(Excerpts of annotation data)
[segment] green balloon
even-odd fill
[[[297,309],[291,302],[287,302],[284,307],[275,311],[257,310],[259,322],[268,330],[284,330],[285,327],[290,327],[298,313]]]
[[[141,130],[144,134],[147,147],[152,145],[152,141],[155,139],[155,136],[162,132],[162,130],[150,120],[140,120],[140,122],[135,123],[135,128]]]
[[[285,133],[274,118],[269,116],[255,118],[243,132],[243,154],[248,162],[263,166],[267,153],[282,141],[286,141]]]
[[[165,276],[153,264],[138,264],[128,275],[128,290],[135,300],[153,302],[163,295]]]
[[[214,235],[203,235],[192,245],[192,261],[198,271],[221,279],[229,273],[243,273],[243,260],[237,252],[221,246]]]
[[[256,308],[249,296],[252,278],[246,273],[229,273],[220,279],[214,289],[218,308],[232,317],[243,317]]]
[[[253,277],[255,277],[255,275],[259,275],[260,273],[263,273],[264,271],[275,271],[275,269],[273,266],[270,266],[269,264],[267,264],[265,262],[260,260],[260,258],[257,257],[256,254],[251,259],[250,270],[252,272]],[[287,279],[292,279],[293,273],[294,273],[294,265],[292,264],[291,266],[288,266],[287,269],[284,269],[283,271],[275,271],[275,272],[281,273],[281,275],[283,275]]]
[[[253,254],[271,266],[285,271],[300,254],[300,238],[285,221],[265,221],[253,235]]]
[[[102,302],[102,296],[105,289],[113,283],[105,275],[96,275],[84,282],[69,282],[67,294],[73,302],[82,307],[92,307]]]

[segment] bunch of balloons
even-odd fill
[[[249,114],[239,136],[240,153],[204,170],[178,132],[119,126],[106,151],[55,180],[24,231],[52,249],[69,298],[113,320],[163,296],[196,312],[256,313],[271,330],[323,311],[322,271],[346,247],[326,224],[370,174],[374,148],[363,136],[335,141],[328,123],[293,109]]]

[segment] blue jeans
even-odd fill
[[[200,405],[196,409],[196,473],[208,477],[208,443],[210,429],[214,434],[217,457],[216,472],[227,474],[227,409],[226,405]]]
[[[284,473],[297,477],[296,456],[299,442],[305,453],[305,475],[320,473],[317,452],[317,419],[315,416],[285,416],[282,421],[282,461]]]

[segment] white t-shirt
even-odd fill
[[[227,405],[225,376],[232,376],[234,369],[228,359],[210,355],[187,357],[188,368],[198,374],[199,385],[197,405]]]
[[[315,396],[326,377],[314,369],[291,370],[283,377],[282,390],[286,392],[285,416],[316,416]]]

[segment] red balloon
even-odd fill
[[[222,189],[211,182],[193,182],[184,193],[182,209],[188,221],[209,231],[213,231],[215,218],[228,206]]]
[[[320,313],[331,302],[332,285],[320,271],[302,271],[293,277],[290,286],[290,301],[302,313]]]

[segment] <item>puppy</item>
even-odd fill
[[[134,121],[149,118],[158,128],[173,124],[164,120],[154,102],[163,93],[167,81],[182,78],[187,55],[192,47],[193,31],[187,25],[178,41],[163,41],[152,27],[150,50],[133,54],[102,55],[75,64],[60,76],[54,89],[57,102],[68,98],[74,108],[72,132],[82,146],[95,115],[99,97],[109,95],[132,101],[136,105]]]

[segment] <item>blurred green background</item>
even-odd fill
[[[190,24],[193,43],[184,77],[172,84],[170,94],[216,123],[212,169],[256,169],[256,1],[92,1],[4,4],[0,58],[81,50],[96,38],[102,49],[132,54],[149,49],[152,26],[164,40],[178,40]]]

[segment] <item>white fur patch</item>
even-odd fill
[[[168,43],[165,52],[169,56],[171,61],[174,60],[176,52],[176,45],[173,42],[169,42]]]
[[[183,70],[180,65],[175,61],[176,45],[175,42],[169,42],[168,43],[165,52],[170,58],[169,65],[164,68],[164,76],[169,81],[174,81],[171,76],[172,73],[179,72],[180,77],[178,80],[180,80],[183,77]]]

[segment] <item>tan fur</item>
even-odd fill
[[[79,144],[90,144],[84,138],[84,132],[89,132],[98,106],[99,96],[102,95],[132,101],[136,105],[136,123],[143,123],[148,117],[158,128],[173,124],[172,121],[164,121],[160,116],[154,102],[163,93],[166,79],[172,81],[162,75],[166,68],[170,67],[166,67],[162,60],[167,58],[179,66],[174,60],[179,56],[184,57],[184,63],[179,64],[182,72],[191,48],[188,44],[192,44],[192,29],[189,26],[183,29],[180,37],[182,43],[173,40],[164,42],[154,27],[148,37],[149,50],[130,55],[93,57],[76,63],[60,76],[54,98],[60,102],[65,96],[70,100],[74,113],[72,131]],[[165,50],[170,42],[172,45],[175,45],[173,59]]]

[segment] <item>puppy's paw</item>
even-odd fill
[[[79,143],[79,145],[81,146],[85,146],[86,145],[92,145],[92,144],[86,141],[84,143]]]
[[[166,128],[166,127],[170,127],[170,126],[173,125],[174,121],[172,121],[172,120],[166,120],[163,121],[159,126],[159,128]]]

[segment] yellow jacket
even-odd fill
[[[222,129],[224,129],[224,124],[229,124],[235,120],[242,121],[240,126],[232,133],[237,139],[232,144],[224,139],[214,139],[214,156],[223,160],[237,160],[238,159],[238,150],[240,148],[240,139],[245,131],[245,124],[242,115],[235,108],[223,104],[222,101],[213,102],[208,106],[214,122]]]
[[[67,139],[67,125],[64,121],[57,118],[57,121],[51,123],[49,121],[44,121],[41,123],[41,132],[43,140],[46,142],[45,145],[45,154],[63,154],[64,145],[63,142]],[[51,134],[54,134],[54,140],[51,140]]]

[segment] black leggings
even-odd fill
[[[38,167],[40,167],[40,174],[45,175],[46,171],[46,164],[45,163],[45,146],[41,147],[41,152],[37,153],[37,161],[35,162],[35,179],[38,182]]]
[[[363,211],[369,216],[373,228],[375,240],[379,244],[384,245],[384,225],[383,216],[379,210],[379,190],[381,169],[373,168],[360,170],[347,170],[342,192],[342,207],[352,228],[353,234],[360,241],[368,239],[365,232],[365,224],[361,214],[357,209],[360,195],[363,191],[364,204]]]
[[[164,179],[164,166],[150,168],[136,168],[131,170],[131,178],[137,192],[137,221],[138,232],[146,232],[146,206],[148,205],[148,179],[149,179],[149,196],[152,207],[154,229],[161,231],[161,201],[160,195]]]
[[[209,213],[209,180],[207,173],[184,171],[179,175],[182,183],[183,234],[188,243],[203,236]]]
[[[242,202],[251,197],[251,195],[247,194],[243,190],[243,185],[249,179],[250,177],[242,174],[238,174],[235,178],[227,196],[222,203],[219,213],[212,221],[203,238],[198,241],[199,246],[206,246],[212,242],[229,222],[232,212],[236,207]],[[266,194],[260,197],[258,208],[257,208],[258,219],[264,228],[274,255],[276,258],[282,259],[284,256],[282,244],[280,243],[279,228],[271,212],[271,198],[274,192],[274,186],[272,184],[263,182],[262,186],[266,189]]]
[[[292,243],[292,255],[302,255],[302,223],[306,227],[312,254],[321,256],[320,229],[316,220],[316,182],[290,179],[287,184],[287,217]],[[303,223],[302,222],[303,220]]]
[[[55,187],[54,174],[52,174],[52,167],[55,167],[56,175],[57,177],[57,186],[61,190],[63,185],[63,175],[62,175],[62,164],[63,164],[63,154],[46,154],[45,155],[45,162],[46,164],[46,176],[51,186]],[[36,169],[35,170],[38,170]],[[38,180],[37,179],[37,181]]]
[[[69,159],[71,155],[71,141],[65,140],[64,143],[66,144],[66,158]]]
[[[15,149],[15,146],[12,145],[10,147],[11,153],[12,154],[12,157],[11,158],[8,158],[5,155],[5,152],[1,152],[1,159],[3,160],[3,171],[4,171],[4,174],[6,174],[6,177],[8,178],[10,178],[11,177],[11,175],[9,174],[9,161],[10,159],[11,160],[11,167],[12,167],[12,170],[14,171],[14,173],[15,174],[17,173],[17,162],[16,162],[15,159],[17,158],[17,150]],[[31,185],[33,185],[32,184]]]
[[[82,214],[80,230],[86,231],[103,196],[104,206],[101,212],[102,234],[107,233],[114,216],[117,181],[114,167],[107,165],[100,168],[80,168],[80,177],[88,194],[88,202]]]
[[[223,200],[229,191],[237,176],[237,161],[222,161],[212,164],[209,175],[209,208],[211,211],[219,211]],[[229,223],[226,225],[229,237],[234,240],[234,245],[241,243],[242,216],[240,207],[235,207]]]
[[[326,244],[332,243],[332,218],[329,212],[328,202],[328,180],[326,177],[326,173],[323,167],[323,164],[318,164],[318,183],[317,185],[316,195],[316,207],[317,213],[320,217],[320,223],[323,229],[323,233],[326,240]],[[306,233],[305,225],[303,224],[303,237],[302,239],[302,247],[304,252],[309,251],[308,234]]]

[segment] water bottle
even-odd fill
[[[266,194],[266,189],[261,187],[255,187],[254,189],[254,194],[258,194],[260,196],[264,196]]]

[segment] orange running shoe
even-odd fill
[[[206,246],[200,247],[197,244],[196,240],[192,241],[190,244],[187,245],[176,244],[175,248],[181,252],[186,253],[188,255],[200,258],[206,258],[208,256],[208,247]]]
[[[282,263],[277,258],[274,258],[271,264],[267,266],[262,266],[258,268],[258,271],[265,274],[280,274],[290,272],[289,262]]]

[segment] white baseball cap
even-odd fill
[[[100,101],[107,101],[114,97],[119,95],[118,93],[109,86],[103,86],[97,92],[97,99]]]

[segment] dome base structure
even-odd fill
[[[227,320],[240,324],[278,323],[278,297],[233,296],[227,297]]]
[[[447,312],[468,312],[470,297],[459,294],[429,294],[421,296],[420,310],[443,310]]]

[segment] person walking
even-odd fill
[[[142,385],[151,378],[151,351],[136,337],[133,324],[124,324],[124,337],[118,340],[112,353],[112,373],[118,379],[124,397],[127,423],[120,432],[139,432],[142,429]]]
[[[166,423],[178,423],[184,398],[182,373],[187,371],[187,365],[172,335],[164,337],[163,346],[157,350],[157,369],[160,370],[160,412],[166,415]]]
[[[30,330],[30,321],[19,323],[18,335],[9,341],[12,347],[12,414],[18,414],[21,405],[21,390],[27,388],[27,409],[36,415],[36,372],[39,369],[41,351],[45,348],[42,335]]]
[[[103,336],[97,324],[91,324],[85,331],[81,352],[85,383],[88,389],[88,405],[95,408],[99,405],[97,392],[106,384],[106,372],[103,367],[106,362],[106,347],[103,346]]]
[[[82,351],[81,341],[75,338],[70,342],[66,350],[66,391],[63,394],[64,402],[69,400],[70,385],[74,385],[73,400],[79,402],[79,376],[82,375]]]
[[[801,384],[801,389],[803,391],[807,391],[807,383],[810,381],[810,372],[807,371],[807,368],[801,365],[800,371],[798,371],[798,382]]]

=== WHAT TO WORK ON ===
Report each line of the data that contains the word "green", copying every such line in full.

=== CORRECT ANSWER ===
[segment] green balloon
[segment] <item>blurred green background</item>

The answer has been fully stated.